Data entries:
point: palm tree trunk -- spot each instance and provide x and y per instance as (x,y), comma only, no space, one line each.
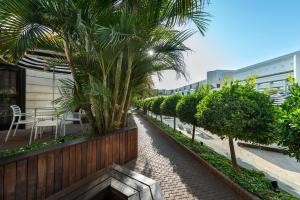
(69,59)
(232,154)
(127,105)
(126,87)
(117,86)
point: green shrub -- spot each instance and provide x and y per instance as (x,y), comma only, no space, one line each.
(168,106)
(238,112)
(156,106)
(186,108)
(289,122)
(253,181)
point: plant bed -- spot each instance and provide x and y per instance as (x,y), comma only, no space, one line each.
(38,171)
(261,147)
(41,145)
(252,181)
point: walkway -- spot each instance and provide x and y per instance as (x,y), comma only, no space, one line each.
(179,175)
(276,166)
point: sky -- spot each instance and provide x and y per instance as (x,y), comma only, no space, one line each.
(241,33)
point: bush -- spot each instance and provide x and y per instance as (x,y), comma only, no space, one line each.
(186,107)
(238,112)
(289,122)
(253,181)
(168,107)
(156,106)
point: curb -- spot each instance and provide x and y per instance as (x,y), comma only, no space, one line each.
(238,189)
(265,148)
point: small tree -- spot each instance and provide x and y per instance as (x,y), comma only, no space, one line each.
(156,106)
(238,112)
(289,122)
(168,107)
(187,107)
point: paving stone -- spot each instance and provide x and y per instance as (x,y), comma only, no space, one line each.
(180,176)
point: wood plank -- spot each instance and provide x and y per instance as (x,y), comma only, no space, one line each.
(128,146)
(41,179)
(98,155)
(21,189)
(32,177)
(103,152)
(89,157)
(110,150)
(136,143)
(122,148)
(106,151)
(50,174)
(117,149)
(83,159)
(78,162)
(72,172)
(58,170)
(10,178)
(1,181)
(66,167)
(94,156)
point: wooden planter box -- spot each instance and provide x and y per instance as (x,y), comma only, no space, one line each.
(37,175)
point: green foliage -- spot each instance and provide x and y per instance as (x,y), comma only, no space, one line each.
(270,91)
(40,145)
(253,181)
(168,107)
(187,106)
(156,105)
(289,122)
(148,103)
(238,111)
(105,44)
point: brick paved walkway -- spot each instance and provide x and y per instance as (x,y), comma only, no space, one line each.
(179,175)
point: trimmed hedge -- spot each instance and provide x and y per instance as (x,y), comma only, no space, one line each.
(251,180)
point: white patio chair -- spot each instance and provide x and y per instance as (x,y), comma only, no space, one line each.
(45,117)
(17,120)
(72,117)
(41,123)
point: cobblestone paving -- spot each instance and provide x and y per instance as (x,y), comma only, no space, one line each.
(179,175)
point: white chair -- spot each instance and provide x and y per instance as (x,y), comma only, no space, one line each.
(17,120)
(40,123)
(72,117)
(45,117)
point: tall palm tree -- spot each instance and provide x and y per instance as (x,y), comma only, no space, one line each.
(105,44)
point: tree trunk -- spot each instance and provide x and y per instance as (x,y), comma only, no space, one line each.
(193,136)
(232,154)
(126,87)
(117,86)
(127,105)
(174,123)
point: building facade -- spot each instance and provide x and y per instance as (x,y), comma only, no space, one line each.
(273,73)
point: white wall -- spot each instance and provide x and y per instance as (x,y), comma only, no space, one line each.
(39,90)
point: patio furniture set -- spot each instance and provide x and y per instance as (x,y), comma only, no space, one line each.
(41,118)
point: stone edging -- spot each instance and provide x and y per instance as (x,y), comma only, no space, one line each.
(238,189)
(265,148)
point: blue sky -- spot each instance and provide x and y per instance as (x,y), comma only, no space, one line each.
(241,33)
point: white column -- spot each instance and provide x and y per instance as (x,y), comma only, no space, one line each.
(297,67)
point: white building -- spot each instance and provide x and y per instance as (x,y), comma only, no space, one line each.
(269,74)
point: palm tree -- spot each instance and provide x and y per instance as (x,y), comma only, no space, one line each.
(105,44)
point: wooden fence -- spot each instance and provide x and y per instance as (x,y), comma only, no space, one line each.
(37,175)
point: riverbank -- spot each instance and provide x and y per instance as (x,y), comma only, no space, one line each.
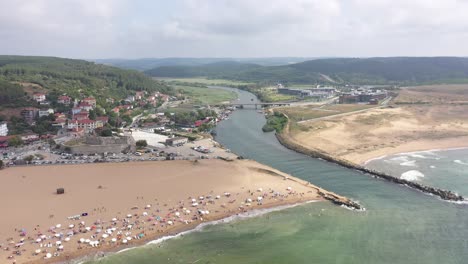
(113,206)
(286,140)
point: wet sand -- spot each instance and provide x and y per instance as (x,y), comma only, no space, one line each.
(131,203)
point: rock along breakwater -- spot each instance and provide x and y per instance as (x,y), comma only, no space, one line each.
(290,143)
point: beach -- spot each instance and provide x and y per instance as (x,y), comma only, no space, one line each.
(110,206)
(419,119)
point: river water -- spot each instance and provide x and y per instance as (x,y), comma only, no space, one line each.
(400,225)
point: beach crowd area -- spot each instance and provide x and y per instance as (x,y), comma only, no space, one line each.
(419,118)
(112,206)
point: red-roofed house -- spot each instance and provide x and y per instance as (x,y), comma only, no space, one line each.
(63,99)
(90,100)
(39,97)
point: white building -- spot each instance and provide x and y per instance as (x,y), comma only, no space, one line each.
(3,129)
(46,112)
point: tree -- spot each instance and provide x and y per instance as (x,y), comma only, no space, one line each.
(141,143)
(15,141)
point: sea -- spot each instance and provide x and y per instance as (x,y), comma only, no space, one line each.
(399,225)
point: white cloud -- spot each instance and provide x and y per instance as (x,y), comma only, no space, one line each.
(146,28)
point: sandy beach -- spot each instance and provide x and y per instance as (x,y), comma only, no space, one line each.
(422,118)
(110,206)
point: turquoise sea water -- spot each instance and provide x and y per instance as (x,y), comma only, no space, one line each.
(400,225)
(446,169)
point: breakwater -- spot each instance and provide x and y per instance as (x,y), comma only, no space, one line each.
(285,140)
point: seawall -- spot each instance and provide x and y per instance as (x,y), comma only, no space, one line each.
(290,143)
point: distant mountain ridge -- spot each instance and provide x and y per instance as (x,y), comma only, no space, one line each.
(379,70)
(150,63)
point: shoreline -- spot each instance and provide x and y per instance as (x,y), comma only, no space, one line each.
(414,152)
(242,178)
(188,230)
(287,141)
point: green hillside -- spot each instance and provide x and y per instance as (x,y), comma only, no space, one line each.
(396,70)
(74,77)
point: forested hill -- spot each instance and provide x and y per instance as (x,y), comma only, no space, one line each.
(398,70)
(74,77)
(213,70)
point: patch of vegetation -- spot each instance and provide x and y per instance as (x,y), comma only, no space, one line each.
(202,95)
(75,77)
(275,122)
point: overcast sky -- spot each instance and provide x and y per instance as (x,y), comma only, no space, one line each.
(233,28)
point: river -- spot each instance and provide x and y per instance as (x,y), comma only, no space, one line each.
(400,225)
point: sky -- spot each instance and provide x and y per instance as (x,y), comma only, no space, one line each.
(97,29)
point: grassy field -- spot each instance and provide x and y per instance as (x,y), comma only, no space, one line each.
(201,95)
(203,80)
(301,113)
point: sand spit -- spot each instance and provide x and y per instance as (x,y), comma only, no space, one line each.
(113,206)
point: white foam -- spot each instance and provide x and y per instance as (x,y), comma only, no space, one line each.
(409,163)
(412,175)
(460,162)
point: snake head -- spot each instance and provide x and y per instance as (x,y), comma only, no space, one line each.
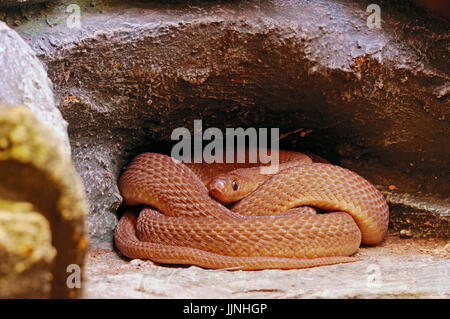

§ **DIRECTION**
Report every line of the listing above that contains the word "white". Case counts.

§ **FINAL RESULT**
point: white patio chair -- spot each instance and provide x and y per instance as (x,y), comma only, no space, one line each.
point: white chair -- spot each instance and provide x and y per instance as (x,y), comma only, no space, one line each.
point: white wall -- spot each instance and provide x and y per instance as (x,y), comma only, no space, one line each.
point: white column -- spot each instance and provide x and y per instance as (x,y), comma only, no space, one line each.
point: white building -- spot each instance and provide x and y per instance as (x,y), comma only, no space, one line each.
point: white building -- spot each instance and provide x and y per instance as (x,y), comma only, no space, one line each.
point: white cloud -- spot each instance and provide x and y per instance as (x,y), comma only, no space, one line each.
point: white foam -- spot each instance and provide x and y per instance as (x,y), comma only, no space, one line each.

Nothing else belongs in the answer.